* [ACTION ITEM]
Nothing should be left out when you copy the entries below.
= = =
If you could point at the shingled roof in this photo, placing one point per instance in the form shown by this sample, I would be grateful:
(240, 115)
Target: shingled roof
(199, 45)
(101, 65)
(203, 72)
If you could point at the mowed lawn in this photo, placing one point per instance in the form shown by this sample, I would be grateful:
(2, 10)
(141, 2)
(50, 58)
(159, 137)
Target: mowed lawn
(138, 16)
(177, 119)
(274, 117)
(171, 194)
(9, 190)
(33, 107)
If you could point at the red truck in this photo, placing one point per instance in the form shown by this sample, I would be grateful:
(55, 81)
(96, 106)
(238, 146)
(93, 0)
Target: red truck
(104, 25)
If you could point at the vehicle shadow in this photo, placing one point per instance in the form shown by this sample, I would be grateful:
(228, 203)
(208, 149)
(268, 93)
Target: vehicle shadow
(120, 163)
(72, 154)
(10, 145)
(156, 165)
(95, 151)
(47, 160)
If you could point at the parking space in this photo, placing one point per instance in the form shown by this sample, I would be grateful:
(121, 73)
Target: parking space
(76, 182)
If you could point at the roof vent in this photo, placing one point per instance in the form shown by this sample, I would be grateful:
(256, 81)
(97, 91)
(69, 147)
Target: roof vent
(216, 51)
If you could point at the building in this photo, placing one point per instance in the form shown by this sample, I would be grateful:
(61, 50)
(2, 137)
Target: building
= = =
* [REPLY TO THE TASK]
If you could point at the shingled roof in this photo, placing one point per instance in the form shown by this sample, I would be grateful:
(240, 115)
Target: shingled roof
(199, 45)
(101, 65)
(203, 72)
If you could point at the mowed lawn in this photo, placing one point per instance in the form shown by this sample, I would be grateful:
(2, 10)
(141, 2)
(50, 58)
(159, 137)
Target: mowed lawn
(138, 16)
(177, 119)
(274, 117)
(171, 194)
(9, 190)
(33, 107)
If you could point at the red truck in this photo, placing one point per instance in the form shown by this sample, I would be grateful:
(55, 81)
(96, 106)
(238, 146)
(93, 0)
Target: red truck
(104, 25)
If you could point at the vehicle shadow in this photo, placing one point per instance in the form shown by this sample, I would be grateful:
(228, 203)
(208, 149)
(268, 93)
Target: vehicle shadow
(120, 163)
(72, 154)
(10, 145)
(156, 165)
(95, 151)
(47, 160)
If you could point at the parking space in this photo, placing one point per instance in the form shown by this sample, I would be grateful:
(121, 73)
Target: parking space
(76, 182)
If you could point at the roof vent in this photo, placing one point per instance in the form shown by this sample, I would be grateful:
(256, 81)
(97, 91)
(69, 147)
Target: roof vent
(216, 51)
If you could point at the building in this photo, placing one point per instance in the form shown by this sample, I would be grateful:
(61, 50)
(2, 137)
Target: building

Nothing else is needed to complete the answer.